-- Task goal --
Nothing beyond the line containing "box: [77, 468, 391, 512]" is to be printed; print exactly each line from the start of the records below through that line, leaving out pictures.

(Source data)
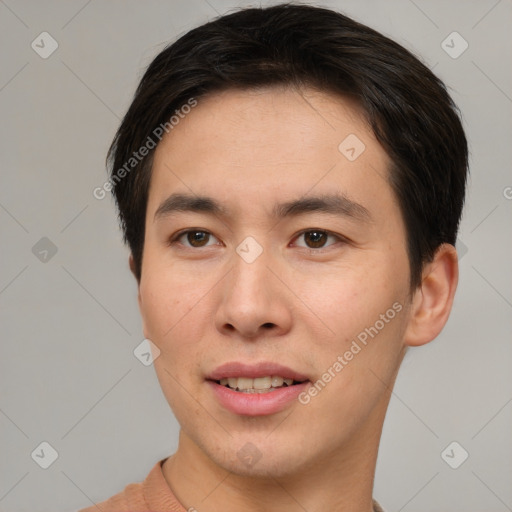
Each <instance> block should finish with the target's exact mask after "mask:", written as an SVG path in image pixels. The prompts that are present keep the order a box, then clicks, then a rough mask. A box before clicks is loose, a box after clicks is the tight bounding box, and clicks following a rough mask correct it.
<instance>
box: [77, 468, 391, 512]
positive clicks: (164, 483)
mask: <svg viewBox="0 0 512 512" xmlns="http://www.w3.org/2000/svg"><path fill="white" fill-rule="evenodd" d="M165 460H166V459H162V460H160V461H158V462H157V463H156V464H155V465H154V466H153V469H151V471H150V472H149V474H148V476H147V477H146V478H145V480H144V481H143V482H141V483H136V484H129V485H127V486H126V487H125V488H124V490H123V491H121V492H120V493H118V494H116V495H114V496H112V497H111V498H109V499H108V500H106V501H102V502H101V503H97V504H96V505H92V506H91V507H87V508H83V509H81V510H79V511H78V512H98V510H101V512H187V509H185V507H184V506H183V505H182V504H181V503H180V502H179V501H178V500H177V499H176V496H174V494H173V492H172V491H171V489H170V488H169V486H168V485H167V481H166V480H165V478H164V474H163V471H162V464H163V463H164V462H165ZM192 510H193V509H192ZM373 510H374V512H384V511H383V510H382V508H381V507H380V505H379V504H378V503H377V502H376V501H375V500H374V501H373Z"/></svg>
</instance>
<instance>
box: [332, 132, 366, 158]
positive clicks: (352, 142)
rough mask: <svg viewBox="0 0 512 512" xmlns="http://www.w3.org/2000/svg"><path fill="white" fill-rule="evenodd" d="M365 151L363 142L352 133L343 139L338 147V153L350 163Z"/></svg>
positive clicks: (354, 134)
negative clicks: (338, 151) (341, 155)
mask: <svg viewBox="0 0 512 512" xmlns="http://www.w3.org/2000/svg"><path fill="white" fill-rule="evenodd" d="M365 149H366V146H365V145H364V143H363V141H362V140H361V139H360V138H359V137H358V136H357V135H355V134H354V133H351V134H350V135H348V136H347V137H345V138H344V139H343V140H342V141H341V143H340V144H339V146H338V151H339V152H340V153H341V154H342V155H343V156H344V157H345V158H346V159H347V160H349V161H350V162H353V161H354V160H356V159H357V158H359V157H360V156H361V155H362V154H363V152H364V150H365Z"/></svg>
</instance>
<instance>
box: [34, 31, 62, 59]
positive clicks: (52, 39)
mask: <svg viewBox="0 0 512 512" xmlns="http://www.w3.org/2000/svg"><path fill="white" fill-rule="evenodd" d="M30 46H31V47H32V50H34V51H35V52H36V53H37V54H38V55H39V57H41V58H42V59H47V58H48V57H50V56H51V55H52V53H53V52H54V51H55V50H56V49H57V48H58V47H59V43H57V41H55V39H54V38H53V37H52V36H51V35H50V34H48V32H41V33H40V34H39V35H38V36H37V37H36V38H35V39H34V40H33V41H32V43H31V45H30Z"/></svg>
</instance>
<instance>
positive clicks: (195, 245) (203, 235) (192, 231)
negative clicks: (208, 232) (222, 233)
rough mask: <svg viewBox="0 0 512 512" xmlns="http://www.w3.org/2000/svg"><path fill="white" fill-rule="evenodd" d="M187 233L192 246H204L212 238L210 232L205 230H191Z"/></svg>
mask: <svg viewBox="0 0 512 512" xmlns="http://www.w3.org/2000/svg"><path fill="white" fill-rule="evenodd" d="M186 235H187V241H188V242H189V243H190V245H191V246H192V247H203V245H205V243H208V240H209V238H210V234H209V233H206V232H205V231H189V232H188V233H186Z"/></svg>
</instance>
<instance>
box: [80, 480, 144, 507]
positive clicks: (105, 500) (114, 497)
mask: <svg viewBox="0 0 512 512" xmlns="http://www.w3.org/2000/svg"><path fill="white" fill-rule="evenodd" d="M134 507H140V508H139V510H137V509H136V508H134ZM98 509H99V510H101V511H102V512H126V510H127V509H129V510H130V511H133V512H142V511H145V510H146V507H145V502H144V494H143V490H142V484H141V483H135V484H128V485H127V486H126V487H125V488H124V489H123V490H122V491H121V492H119V493H117V494H115V495H114V496H111V497H110V498H109V499H107V500H105V501H102V502H100V503H95V504H94V505H91V506H90V507H87V508H83V509H80V510H78V511H77V512H98Z"/></svg>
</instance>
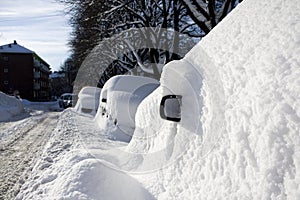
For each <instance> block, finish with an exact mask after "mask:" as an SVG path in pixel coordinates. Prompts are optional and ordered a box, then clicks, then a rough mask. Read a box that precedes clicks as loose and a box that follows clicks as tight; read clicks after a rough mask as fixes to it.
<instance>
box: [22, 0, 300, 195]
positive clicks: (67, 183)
mask: <svg viewBox="0 0 300 200" xmlns="http://www.w3.org/2000/svg"><path fill="white" fill-rule="evenodd" d="M299 10H300V4H299V3H298V1H297V0H290V1H281V0H273V1H272V2H267V1H261V0H245V1H243V2H242V3H241V4H239V6H238V7H237V8H236V9H235V10H234V11H233V12H232V13H230V14H229V15H228V16H227V17H226V18H225V19H224V20H223V21H222V22H221V23H219V24H218V26H217V27H216V28H214V29H213V30H212V31H211V32H210V33H209V34H208V35H207V36H206V37H205V38H204V39H203V40H201V41H200V43H199V44H198V45H196V46H195V47H194V48H193V49H192V50H191V51H190V52H189V53H188V54H187V55H186V57H185V58H184V59H182V60H181V61H174V62H171V63H169V64H168V65H167V66H165V68H164V71H163V74H162V77H161V81H160V82H161V86H159V87H158V88H157V89H156V90H155V91H154V92H153V93H152V94H150V95H149V96H148V97H146V98H145V99H144V100H143V101H142V103H141V104H140V105H139V107H138V108H137V113H136V115H135V126H136V127H135V131H134V135H133V137H132V139H131V141H130V143H129V144H128V143H125V142H120V141H113V140H110V138H109V136H108V135H106V132H107V131H108V132H109V130H105V131H103V130H101V131H100V130H99V127H98V124H97V123H96V122H95V121H93V118H92V117H87V116H82V115H79V114H77V113H76V112H74V111H72V110H71V109H67V110H65V111H64V112H63V114H62V115H61V118H60V120H59V123H58V126H57V128H56V130H55V131H54V133H53V134H52V136H51V140H50V141H49V143H48V146H47V148H45V150H44V154H43V156H42V158H41V160H40V161H39V162H38V163H37V164H36V165H35V167H34V168H33V173H32V177H31V178H30V181H27V182H26V183H25V184H24V185H23V187H22V189H21V192H20V193H19V195H18V197H17V199H47V198H48V199H49V198H54V199H134V198H135V199H300V192H299V191H300V136H299V132H300V101H299V99H300V96H299V95H300V93H299V91H300V58H299V55H300V23H299V19H300V13H299V12H298V11H299ZM102 92H103V90H102ZM168 94H175V95H181V96H182V106H181V121H180V122H178V123H177V122H170V121H165V120H163V119H161V118H160V116H159V106H160V102H161V98H162V97H163V96H164V95H168ZM99 119H100V118H99ZM111 123H112V124H113V122H111ZM108 128H109V127H108ZM131 191H133V192H131Z"/></svg>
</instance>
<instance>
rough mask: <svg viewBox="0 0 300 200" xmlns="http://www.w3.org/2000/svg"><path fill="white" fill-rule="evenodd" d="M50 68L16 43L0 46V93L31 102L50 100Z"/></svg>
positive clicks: (41, 58)
mask: <svg viewBox="0 0 300 200" xmlns="http://www.w3.org/2000/svg"><path fill="white" fill-rule="evenodd" d="M50 73H51V72H50V66H49V64H47V62H45V61H44V60H43V59H42V58H41V57H39V56H38V55H37V54H36V53H35V52H33V51H31V50H29V49H27V48H25V47H23V46H20V45H19V44H17V42H16V41H14V43H11V44H7V45H3V46H0V91H2V92H4V93H7V94H17V93H18V94H19V95H20V97H21V98H24V99H28V100H31V101H46V100H49V99H50V85H49V75H50Z"/></svg>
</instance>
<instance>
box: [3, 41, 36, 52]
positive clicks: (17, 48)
mask: <svg viewBox="0 0 300 200" xmlns="http://www.w3.org/2000/svg"><path fill="white" fill-rule="evenodd" d="M0 53H28V54H29V53H30V54H31V53H34V52H33V51H31V50H29V49H27V48H25V47H23V46H21V45H19V44H18V43H17V42H16V41H14V43H10V44H6V45H2V46H0Z"/></svg>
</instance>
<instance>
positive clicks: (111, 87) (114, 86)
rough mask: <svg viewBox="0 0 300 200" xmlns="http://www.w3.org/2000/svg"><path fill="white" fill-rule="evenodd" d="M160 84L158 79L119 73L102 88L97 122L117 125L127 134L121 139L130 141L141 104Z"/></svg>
mask: <svg viewBox="0 0 300 200" xmlns="http://www.w3.org/2000/svg"><path fill="white" fill-rule="evenodd" d="M158 86H159V82H158V81H157V80H155V79H152V78H148V77H141V76H129V75H118V76H114V77H112V78H110V79H109V80H108V81H107V82H106V83H105V85H104V86H103V88H102V90H101V94H100V102H99V108H98V112H97V114H96V117H95V119H96V121H97V123H98V124H99V126H100V127H102V128H104V127H107V126H108V124H111V125H112V126H115V127H117V129H118V130H119V133H120V132H122V133H124V134H123V136H125V137H122V139H121V140H126V141H129V140H130V138H131V136H132V134H133V132H134V128H135V113H136V110H137V108H138V106H139V104H140V103H141V102H142V100H143V99H144V98H146V97H147V96H148V95H149V94H150V93H152V92H153V91H154V90H155V89H156V88H157V87H158ZM117 139H118V137H117Z"/></svg>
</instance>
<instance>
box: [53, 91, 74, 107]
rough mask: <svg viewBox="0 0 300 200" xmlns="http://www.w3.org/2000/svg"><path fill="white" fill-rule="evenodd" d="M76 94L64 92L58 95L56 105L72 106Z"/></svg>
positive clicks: (60, 105)
mask: <svg viewBox="0 0 300 200" xmlns="http://www.w3.org/2000/svg"><path fill="white" fill-rule="evenodd" d="M77 99H78V97H77V95H76V94H72V93H64V94H62V95H61V96H60V98H59V100H58V105H59V107H60V108H68V107H72V106H73V105H75V104H76V102H77Z"/></svg>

-- Written answer --
Each <instance> block should finish with the target's exact mask after "mask:", written as an SVG path in image pixels. The prompts that are present keep the order a box, then clicks, then a rough mask. A box before clicks is loose, a box after clicks is the tight bounding box, and clicks following a rough mask correct it.
<instance>
box: [77, 468, 391, 512]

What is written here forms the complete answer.